Passage given.
## BEGIN
Thus, the crenelated edge comprises a wave-like pattern having
truncated crests. In other embodiments, castle-top 72 may have
other geometries, such as described with respect to FIG. 7, that
produce intermittent inlet passages through a side wall of
valve:cartridge 40 near an end of the cylindrical body. Bores 69
comprise a plurality of discharge or outlet passages that allow
fluid permitted to enter bore 67 by valve stem 42 to leave valve
26.
[0017] Valve stem 42 comprises a generally cylindrical body having
spring bore 78, actuation portion 80, dispensing portion 82, first
seal portion 84A, second seal portion 84B, first stem seal 86A,
second stem seal 86B and valve seal 66. Seal spring 44 is
configured to loosely fit within spring bore 78 of valve stem 42,
while valve stem 42 is configured to tightly fit within receiving
bore 67 of valve cartridge 40. Particularly, first and second seal
portions 84A and 84B have diameters that fit flush within bore 67,
flanking discharge bores 69. Seal portions 84A and 84B, however,
are not so tightly fit into receiving bore 67 to prevent fluid flow
between valve stem 42 and valve cartridge 40. As such, second stem
seal 86B and valve seal 66, which are provided in seal channels
circumscribing valve stem 42, seal dispensing portion 82 within
valve cartridge 40. First stem seal 86A is also disposed within a
seal channel and seals valve stem within platform 12. Dispensing
portion 82 comprises a neck positioned between seal portions 84A
and 84B and includes radially inwardly recessed surfaces from seal
portions 84A and 84B to form a discharge port between valve stem 42
and valve cartridge 40.
[0018] Using external threads 68, valve cartridge 40 is configured
to connect to platform 12 of dispensing device 10, while cartridge
seals 70A and 70B seal the connection. Installed as such, valve
spring 44 pushes against platform 12 to bias valve stem 42 into
valve cartridge 40. Merlons 74 maintain valve seal 66 seated
against valve stem 42 when trigger lever 20 actuates valve 26.
## END
What you need to do.
1. In the valve description, what does valve cartridge 40 use to connect to platform 12 of dispensing device 10?
2. Write a further paragraph of the valve description, picking up right after its final sentence.

Entries.
## BEGIN
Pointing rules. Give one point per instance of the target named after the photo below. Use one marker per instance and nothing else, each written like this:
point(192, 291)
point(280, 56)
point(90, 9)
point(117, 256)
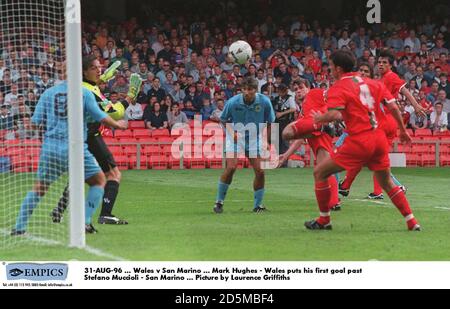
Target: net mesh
point(32, 59)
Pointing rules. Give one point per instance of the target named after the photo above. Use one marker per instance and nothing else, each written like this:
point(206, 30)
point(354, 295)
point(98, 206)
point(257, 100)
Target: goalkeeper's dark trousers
point(109, 198)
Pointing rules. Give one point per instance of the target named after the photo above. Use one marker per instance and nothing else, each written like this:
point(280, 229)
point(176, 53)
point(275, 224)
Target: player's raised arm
point(417, 107)
point(97, 114)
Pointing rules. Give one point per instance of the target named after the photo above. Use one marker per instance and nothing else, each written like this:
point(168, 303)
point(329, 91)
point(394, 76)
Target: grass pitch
point(171, 219)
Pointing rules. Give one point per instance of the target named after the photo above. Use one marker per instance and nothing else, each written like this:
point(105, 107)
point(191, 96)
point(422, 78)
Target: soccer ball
point(241, 51)
point(116, 111)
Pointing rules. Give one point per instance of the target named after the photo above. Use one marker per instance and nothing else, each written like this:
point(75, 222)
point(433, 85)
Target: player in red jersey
point(320, 142)
point(357, 101)
point(396, 86)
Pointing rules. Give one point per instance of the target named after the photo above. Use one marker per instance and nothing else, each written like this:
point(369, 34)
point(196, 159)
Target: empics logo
point(15, 272)
point(36, 272)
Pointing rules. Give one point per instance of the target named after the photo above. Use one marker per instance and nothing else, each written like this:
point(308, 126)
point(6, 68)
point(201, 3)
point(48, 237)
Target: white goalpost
point(40, 46)
point(75, 118)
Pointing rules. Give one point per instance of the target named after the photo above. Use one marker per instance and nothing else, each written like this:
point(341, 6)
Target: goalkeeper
point(91, 79)
point(51, 114)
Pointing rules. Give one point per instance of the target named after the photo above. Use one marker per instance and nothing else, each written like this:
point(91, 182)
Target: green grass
point(171, 219)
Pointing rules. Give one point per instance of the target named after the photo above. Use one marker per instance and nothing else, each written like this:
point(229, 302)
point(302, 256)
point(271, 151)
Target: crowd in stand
point(187, 72)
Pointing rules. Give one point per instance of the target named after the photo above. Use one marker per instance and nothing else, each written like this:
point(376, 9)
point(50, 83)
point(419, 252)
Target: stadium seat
point(130, 150)
point(158, 162)
point(125, 141)
point(403, 148)
point(445, 160)
point(151, 150)
point(428, 160)
point(123, 134)
point(136, 124)
point(160, 132)
point(147, 140)
point(141, 133)
point(110, 140)
point(175, 163)
point(116, 150)
point(422, 132)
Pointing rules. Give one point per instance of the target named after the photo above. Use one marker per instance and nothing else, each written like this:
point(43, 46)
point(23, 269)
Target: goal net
point(33, 141)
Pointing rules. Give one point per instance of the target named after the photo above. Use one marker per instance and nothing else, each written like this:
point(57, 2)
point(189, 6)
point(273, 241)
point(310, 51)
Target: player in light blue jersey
point(245, 112)
point(51, 114)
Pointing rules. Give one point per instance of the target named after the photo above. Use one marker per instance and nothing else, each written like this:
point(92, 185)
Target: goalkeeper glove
point(110, 72)
point(135, 86)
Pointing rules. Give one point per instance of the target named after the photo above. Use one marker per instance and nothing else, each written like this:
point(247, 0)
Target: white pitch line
point(444, 208)
point(88, 249)
point(369, 201)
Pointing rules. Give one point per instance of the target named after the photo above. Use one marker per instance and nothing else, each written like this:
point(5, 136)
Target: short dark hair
point(343, 59)
point(250, 82)
point(87, 62)
point(365, 64)
point(387, 54)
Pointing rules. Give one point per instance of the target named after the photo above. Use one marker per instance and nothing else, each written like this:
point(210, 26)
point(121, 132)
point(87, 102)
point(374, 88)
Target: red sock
point(334, 191)
point(377, 190)
point(349, 178)
point(398, 198)
point(305, 127)
point(323, 196)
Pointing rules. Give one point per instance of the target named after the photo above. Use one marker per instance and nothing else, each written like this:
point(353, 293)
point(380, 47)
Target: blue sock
point(337, 177)
point(222, 189)
point(26, 209)
point(395, 180)
point(93, 200)
point(259, 195)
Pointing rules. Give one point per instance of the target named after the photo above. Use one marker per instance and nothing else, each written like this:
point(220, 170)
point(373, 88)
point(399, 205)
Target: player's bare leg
point(96, 190)
point(334, 205)
point(322, 172)
point(113, 176)
point(398, 198)
point(258, 185)
point(224, 183)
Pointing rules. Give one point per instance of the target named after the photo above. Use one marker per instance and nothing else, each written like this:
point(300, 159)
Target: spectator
point(189, 109)
point(444, 84)
point(215, 116)
point(18, 108)
point(176, 117)
point(413, 42)
point(11, 98)
point(433, 95)
point(25, 129)
point(438, 118)
point(120, 86)
point(442, 98)
point(134, 111)
point(207, 109)
point(156, 90)
point(6, 123)
point(156, 119)
point(176, 93)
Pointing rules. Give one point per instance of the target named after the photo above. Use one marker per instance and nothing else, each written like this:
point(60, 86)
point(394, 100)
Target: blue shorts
point(250, 148)
point(341, 140)
point(54, 161)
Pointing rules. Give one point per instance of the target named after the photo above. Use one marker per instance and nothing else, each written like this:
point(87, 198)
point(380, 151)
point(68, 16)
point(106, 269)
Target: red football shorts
point(390, 128)
point(322, 141)
point(369, 149)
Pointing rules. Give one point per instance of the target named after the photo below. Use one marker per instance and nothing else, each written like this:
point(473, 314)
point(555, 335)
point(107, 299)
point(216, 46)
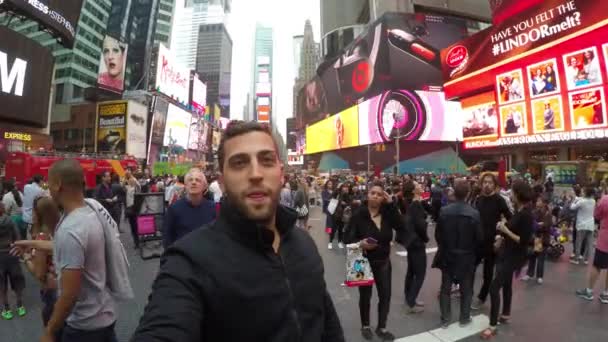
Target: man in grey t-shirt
point(85, 310)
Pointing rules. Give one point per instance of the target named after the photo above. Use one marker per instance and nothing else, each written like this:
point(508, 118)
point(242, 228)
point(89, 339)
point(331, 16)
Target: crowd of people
point(254, 272)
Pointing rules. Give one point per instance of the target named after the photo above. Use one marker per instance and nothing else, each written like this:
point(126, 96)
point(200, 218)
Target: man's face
point(488, 185)
point(252, 175)
point(106, 178)
point(196, 183)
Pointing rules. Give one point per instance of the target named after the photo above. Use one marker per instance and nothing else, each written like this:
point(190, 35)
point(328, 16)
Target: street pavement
point(548, 312)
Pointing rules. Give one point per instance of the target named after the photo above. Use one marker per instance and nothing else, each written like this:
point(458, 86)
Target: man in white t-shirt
point(85, 309)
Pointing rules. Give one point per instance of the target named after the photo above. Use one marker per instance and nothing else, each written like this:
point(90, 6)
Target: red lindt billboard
point(539, 77)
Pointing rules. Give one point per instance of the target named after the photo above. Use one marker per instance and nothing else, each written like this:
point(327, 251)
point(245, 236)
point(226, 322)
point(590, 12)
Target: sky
point(287, 17)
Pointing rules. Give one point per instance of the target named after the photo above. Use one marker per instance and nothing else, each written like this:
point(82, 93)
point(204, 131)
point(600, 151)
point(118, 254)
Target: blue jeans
point(69, 334)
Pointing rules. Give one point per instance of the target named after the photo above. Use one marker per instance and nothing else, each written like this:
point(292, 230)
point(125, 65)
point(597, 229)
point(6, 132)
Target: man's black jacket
point(225, 283)
point(459, 239)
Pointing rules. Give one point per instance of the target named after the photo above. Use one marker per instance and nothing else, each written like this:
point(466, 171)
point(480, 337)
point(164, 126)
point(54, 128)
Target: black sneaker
point(367, 333)
point(385, 335)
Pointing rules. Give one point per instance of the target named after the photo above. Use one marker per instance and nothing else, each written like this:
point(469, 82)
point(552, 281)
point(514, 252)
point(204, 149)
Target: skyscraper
point(262, 74)
point(164, 22)
point(308, 60)
point(76, 69)
point(189, 16)
point(214, 64)
point(133, 23)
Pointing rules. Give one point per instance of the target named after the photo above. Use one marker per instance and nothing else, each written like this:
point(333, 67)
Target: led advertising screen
point(137, 120)
point(112, 127)
point(549, 90)
point(408, 115)
point(199, 94)
point(59, 16)
point(336, 132)
point(112, 65)
point(172, 79)
point(177, 128)
point(26, 70)
point(385, 56)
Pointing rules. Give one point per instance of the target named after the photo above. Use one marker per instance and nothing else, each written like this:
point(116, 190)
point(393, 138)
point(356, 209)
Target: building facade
point(164, 23)
point(214, 64)
point(189, 16)
point(75, 69)
point(262, 74)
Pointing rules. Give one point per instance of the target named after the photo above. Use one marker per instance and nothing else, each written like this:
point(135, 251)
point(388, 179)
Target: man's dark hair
point(522, 191)
point(461, 189)
point(486, 175)
point(236, 129)
point(69, 172)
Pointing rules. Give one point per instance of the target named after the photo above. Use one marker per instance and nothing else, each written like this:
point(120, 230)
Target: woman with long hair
point(415, 222)
point(13, 204)
point(511, 246)
point(326, 195)
point(371, 229)
point(301, 203)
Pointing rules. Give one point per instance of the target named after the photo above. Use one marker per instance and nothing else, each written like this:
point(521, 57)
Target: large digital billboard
point(385, 56)
point(177, 127)
point(59, 16)
point(26, 70)
point(112, 127)
point(548, 71)
point(112, 65)
point(172, 78)
point(394, 114)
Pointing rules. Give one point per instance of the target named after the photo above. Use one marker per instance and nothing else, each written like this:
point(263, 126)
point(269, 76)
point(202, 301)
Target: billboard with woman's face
point(112, 65)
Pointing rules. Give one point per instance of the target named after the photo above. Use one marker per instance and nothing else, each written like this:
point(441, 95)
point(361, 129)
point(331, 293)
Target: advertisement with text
point(172, 78)
point(112, 65)
point(112, 127)
point(137, 124)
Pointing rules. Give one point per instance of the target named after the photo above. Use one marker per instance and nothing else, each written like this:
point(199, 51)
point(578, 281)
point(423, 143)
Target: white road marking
point(452, 334)
point(428, 251)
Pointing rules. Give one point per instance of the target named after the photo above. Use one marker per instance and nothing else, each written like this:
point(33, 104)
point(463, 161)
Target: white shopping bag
point(358, 269)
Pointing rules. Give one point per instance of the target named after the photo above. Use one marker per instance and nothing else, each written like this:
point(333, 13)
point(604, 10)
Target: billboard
point(410, 116)
point(112, 127)
point(159, 118)
point(385, 56)
point(198, 98)
point(336, 132)
point(60, 16)
point(112, 65)
point(26, 70)
point(548, 72)
point(137, 124)
point(177, 127)
point(172, 78)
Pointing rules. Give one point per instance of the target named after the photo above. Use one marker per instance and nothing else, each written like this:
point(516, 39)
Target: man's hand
point(47, 337)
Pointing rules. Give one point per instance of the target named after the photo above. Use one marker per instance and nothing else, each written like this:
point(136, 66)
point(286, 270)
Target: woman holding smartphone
point(372, 230)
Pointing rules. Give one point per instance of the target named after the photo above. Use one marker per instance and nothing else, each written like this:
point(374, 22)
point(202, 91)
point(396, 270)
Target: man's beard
point(263, 216)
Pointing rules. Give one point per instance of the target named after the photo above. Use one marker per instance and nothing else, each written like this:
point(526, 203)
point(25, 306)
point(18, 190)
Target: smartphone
point(371, 241)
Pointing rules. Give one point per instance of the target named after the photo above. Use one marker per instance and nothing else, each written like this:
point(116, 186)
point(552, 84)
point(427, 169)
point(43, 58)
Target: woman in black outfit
point(415, 221)
point(511, 254)
point(372, 227)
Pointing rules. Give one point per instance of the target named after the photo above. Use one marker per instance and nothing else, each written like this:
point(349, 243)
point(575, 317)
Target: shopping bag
point(358, 269)
point(333, 204)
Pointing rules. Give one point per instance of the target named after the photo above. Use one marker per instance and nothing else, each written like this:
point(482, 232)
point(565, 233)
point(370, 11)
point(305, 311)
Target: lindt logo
point(169, 75)
point(456, 56)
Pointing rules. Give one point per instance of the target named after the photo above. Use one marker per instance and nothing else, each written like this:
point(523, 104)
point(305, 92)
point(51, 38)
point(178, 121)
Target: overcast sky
point(287, 17)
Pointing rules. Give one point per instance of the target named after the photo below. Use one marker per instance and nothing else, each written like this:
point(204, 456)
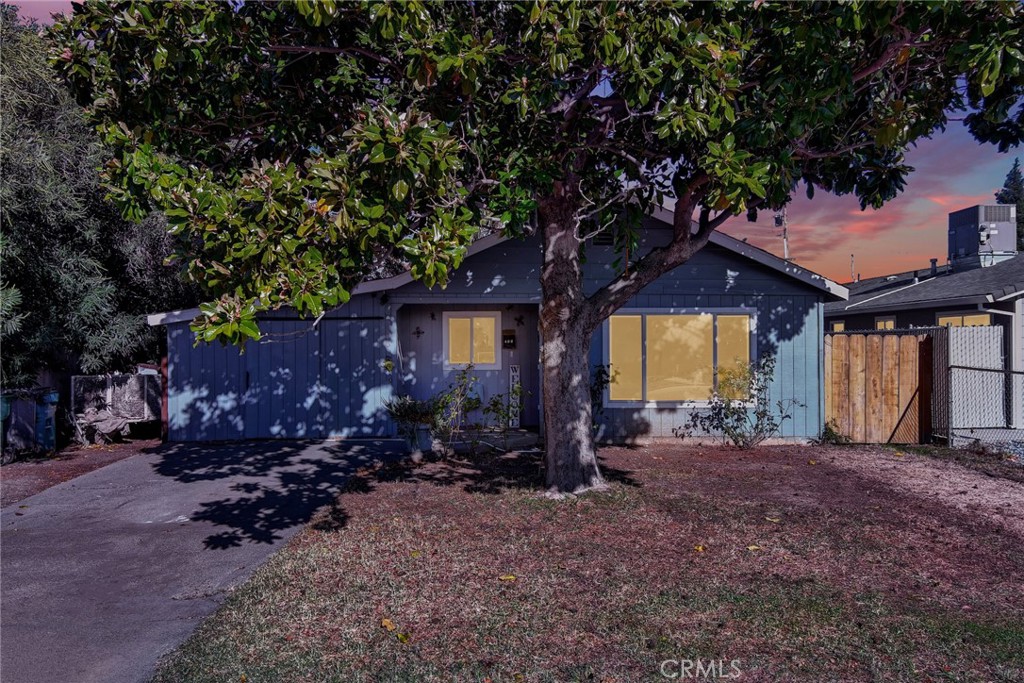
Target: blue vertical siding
point(299, 381)
point(336, 378)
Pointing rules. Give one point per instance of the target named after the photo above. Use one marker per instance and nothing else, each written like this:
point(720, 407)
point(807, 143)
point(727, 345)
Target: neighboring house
point(729, 304)
point(981, 285)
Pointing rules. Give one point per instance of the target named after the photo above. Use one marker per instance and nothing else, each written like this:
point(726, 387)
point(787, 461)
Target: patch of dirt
point(943, 481)
point(802, 563)
point(22, 479)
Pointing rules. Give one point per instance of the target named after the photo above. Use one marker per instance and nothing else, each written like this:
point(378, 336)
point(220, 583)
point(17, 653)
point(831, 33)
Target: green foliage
point(76, 279)
point(454, 404)
point(740, 410)
point(1013, 193)
point(599, 381)
point(830, 435)
point(408, 414)
point(294, 144)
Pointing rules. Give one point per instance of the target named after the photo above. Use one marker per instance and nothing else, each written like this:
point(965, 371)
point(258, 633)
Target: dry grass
point(797, 562)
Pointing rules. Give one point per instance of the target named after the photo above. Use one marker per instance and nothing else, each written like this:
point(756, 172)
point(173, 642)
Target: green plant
point(409, 413)
point(740, 410)
point(598, 383)
point(502, 409)
point(830, 435)
point(292, 144)
point(454, 404)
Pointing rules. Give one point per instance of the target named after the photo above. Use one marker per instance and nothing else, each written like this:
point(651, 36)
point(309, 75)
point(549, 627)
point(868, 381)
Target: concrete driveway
point(104, 573)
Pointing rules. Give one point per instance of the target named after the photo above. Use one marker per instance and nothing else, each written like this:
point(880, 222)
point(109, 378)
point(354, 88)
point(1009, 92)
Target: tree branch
point(658, 260)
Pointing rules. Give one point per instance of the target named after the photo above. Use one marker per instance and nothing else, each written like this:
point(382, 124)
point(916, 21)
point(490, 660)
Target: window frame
point(752, 313)
point(495, 315)
point(884, 319)
point(962, 314)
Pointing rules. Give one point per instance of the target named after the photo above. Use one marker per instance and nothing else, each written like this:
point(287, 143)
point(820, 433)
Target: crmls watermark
point(700, 669)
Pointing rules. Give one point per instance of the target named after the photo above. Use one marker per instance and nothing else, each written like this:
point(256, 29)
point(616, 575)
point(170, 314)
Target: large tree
point(1013, 193)
point(291, 143)
point(75, 279)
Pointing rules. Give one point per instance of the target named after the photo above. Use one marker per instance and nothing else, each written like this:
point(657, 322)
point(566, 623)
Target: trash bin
point(46, 424)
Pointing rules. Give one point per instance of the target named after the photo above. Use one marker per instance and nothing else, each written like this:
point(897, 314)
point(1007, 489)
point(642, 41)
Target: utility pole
point(780, 221)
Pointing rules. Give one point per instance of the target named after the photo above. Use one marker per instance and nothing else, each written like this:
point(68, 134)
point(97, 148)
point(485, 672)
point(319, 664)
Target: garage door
point(304, 383)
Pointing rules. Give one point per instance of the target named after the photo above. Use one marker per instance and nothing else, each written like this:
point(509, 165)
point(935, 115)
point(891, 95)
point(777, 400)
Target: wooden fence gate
point(878, 386)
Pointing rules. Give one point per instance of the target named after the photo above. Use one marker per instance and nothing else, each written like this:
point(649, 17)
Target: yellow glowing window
point(626, 350)
point(885, 323)
point(966, 321)
point(680, 360)
point(733, 355)
point(472, 339)
point(671, 357)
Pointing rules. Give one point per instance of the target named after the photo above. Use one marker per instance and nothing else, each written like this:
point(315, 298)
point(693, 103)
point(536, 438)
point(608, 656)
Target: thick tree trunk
point(565, 334)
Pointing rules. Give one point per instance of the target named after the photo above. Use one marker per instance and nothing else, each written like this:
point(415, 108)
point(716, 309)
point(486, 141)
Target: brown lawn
point(795, 563)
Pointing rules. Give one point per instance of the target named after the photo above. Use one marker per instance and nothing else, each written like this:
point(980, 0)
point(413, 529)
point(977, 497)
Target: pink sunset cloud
point(952, 171)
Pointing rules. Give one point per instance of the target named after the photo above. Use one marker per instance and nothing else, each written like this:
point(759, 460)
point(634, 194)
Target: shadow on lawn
## END
The results.
1. External threads 68.

2.
[0019] FIG. 5 shows a cross section of fluid dispensing device 10
taken at section 5-5 of FIG. 1. Dispensing device 10 includes
platform 12, cover 14, fluid coupling 16, dispensing tube 18,
trigger lever 20, user interface 22, display 24, seal-retaining
valve 26, flow meter 28, trigger release 30 and electronics 90.
Platform 12 includes handle portion 36, which includes
high-pressure fluid passage 39, and dispensing portion 92, which
includes low-pressure fluid passage 62 (which is shown in hidden
lines in FIG. 5 and is visible behind dispensing portion 92 in FIG.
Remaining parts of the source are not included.